Directive =>
Exactly as they appear, copy the lines of the listing from the one containing "Locate the fence" through the final line, both included, and nothing else.
┌──
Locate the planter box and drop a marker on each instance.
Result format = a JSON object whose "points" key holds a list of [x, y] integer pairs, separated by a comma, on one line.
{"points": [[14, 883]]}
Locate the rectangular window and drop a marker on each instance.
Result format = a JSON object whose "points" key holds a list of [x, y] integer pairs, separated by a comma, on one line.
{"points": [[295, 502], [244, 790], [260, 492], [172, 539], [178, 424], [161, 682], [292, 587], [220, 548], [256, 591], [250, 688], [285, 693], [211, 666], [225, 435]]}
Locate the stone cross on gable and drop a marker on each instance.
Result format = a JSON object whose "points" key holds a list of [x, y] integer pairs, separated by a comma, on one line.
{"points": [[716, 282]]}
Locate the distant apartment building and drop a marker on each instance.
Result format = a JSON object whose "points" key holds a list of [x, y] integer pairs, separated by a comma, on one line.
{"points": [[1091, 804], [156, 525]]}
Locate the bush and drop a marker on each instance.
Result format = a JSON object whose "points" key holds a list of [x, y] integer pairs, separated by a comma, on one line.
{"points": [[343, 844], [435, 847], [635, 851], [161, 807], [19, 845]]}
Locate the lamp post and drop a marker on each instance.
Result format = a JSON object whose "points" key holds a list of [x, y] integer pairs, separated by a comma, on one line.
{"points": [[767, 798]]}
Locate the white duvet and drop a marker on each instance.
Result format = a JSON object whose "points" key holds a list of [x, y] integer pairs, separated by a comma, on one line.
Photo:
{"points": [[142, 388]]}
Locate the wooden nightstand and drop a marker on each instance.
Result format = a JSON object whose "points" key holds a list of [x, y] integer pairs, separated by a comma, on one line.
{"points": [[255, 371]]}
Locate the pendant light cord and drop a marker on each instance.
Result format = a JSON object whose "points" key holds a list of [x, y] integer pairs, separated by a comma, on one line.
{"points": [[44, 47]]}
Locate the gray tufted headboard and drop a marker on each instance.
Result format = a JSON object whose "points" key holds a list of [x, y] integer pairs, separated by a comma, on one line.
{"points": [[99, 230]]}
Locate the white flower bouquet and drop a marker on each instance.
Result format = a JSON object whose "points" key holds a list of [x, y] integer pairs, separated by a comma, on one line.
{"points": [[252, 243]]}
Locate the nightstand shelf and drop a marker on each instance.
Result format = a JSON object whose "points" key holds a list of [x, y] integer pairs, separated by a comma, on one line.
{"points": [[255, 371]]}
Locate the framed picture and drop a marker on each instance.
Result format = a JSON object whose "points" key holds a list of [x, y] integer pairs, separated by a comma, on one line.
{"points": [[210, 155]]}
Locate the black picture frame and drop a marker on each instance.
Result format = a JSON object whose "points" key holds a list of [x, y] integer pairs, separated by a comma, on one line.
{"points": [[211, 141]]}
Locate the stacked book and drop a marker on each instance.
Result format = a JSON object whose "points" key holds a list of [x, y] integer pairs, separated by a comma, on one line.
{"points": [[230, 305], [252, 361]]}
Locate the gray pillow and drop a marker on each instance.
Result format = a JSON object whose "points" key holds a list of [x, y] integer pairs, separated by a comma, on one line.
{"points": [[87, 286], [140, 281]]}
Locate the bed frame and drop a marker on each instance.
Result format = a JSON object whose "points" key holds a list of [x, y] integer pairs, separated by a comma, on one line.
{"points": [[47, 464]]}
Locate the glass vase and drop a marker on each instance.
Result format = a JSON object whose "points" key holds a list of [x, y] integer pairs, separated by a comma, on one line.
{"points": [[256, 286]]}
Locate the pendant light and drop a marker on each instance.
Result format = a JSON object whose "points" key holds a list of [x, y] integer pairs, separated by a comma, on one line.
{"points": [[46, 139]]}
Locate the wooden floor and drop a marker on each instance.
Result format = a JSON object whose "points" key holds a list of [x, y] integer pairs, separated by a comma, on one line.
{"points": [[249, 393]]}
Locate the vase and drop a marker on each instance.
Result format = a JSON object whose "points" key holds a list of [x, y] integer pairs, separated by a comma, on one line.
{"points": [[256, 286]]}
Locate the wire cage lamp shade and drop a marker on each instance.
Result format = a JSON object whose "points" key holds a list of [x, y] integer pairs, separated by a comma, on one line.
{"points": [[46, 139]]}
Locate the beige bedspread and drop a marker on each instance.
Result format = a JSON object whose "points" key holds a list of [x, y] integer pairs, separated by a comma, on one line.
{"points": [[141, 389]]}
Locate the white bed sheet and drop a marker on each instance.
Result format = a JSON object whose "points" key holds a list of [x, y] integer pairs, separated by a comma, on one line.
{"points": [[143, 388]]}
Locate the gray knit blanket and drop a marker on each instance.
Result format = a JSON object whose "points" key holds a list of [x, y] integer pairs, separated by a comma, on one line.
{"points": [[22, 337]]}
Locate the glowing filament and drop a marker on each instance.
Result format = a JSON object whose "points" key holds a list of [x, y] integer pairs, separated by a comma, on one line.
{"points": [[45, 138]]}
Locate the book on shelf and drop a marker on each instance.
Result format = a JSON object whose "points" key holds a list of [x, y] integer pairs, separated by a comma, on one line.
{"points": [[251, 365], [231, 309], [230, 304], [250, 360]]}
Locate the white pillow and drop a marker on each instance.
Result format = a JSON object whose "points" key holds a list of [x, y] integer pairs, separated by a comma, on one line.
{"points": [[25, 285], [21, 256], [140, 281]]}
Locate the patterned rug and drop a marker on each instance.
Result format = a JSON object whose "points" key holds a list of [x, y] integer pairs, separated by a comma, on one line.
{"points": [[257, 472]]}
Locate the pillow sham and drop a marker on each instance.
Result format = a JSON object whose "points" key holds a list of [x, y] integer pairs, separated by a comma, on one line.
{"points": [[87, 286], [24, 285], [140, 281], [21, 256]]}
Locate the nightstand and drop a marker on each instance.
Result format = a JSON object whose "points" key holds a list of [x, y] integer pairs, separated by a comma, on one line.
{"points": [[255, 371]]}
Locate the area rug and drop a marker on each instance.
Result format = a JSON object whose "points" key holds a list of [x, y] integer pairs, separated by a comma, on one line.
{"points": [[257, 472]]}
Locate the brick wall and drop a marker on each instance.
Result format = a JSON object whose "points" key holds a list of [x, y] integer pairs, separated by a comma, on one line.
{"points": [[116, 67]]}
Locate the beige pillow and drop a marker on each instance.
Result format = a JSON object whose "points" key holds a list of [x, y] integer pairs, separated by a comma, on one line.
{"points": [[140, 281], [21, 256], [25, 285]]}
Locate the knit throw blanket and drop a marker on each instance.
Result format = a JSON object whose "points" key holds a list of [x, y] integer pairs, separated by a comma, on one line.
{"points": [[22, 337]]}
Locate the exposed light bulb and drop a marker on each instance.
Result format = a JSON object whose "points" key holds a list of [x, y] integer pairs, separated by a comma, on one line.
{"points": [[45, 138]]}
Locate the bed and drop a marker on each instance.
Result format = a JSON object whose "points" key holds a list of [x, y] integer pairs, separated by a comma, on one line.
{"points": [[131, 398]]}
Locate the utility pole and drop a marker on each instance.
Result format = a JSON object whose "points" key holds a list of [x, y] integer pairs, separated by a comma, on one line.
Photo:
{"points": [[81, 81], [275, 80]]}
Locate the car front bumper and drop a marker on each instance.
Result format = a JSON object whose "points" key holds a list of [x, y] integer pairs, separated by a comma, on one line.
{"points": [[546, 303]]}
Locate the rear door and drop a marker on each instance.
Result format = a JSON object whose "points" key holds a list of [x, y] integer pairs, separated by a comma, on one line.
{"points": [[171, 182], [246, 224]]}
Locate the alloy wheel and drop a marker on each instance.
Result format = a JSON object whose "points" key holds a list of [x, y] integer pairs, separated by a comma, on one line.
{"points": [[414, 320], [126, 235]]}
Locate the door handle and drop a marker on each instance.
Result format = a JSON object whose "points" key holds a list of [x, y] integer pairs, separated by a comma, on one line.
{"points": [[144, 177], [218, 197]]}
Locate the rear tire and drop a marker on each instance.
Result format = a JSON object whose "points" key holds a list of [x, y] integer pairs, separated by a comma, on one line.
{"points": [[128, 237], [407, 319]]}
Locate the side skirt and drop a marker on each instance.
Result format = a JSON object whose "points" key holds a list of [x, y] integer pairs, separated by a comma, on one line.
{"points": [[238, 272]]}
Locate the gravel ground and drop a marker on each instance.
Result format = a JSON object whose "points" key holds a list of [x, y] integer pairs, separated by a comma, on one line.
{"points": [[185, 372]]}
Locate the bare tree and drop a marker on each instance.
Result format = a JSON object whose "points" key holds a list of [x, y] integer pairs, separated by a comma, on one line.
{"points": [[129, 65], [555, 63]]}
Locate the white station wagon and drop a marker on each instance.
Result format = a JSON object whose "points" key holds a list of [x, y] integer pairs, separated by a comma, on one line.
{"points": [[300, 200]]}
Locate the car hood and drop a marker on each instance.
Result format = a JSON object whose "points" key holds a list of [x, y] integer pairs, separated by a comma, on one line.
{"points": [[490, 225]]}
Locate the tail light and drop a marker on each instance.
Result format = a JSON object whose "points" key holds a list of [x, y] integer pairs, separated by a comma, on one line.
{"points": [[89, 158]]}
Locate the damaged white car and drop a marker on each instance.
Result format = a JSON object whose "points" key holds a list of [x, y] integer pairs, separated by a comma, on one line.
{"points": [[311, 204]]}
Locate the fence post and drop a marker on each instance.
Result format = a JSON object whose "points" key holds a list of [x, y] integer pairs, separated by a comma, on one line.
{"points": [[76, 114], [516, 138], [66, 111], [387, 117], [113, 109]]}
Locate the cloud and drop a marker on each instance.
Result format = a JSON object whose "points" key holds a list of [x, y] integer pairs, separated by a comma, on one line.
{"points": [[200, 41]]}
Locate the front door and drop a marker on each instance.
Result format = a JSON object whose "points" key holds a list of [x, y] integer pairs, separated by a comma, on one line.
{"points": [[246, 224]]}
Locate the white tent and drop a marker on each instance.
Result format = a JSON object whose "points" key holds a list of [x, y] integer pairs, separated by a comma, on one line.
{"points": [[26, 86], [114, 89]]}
└──
Answer to this exercise =>
Locate the fence post and drop a marker on each instance.
Result format = a JSON object whose "points" key holds a list of [x, y] integer pairs, separated by a comma, on one line.
{"points": [[76, 114], [516, 138], [66, 111], [387, 117], [113, 109]]}
Locate the cloud and drop a marker on each instance.
Result format = a JSON object whose "points" key holds a list of [x, y] integer pairs, separated by a comma, on one line.
{"points": [[200, 41]]}
Locate the front door and drop a marker on each instance.
Result format = a JSON object whose "points" key holds a list of [x, y] integer pairs, separated by a comma, on one line.
{"points": [[246, 224]]}
Locate the white tent and drop a marker on each instance.
Result format = a JSON object whose "points" key holds a list of [x, y] integer pairs, separated by a comma, on one line.
{"points": [[26, 86], [114, 89]]}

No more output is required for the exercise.